▶ [THE PROBLEM]
Produce word for word the lines of the data below running from the one that has "65L101 64L99 53L95" to the one that has "positive clicks: (97, 39) (121, 49) (80, 68)", inclusive, and no others.

[Segmentation mask data]
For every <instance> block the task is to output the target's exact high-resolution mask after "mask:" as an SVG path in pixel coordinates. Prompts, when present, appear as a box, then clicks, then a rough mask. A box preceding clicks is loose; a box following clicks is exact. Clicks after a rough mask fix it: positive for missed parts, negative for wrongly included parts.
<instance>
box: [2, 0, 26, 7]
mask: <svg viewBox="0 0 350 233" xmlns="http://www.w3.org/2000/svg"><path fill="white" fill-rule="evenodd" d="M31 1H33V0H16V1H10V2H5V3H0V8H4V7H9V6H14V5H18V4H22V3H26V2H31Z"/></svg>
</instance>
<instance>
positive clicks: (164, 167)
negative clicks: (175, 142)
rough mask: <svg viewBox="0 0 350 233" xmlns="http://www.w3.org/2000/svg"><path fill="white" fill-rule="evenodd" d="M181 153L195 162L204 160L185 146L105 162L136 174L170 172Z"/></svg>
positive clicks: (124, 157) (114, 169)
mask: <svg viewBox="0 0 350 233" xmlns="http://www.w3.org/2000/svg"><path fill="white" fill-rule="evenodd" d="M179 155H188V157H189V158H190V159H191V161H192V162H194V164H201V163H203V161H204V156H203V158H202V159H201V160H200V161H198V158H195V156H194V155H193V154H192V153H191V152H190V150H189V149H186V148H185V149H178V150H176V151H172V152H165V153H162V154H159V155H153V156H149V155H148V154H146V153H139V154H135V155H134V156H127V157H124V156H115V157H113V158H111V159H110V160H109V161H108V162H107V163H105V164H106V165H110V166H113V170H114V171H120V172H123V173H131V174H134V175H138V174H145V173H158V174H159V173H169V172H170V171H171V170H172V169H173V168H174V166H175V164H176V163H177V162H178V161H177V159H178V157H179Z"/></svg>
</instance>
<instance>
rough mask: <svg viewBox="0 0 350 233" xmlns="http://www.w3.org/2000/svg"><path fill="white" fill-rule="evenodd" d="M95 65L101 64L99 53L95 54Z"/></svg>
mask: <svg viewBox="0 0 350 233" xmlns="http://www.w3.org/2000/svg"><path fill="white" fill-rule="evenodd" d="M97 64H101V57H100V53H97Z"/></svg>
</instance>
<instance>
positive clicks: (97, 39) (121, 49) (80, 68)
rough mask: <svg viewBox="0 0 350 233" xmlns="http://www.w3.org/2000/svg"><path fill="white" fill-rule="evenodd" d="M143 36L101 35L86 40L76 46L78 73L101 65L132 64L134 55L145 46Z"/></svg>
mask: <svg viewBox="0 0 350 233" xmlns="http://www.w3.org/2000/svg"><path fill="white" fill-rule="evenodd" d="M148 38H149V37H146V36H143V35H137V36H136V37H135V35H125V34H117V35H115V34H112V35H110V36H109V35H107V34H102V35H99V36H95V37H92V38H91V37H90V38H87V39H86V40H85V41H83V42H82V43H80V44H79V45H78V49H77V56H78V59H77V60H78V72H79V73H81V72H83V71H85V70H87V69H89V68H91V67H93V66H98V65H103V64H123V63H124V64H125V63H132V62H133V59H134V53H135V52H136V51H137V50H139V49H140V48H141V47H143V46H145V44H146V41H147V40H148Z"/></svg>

▶ [SOLUTION TO THIS TASK]
rough mask: <svg viewBox="0 0 350 233" xmlns="http://www.w3.org/2000/svg"><path fill="white" fill-rule="evenodd" d="M95 65L101 64L99 53L95 54Z"/></svg>
mask: <svg viewBox="0 0 350 233" xmlns="http://www.w3.org/2000/svg"><path fill="white" fill-rule="evenodd" d="M97 64H101V57H100V53H97Z"/></svg>
</instance>
<instance>
positive clicks: (97, 39) (121, 49) (80, 68)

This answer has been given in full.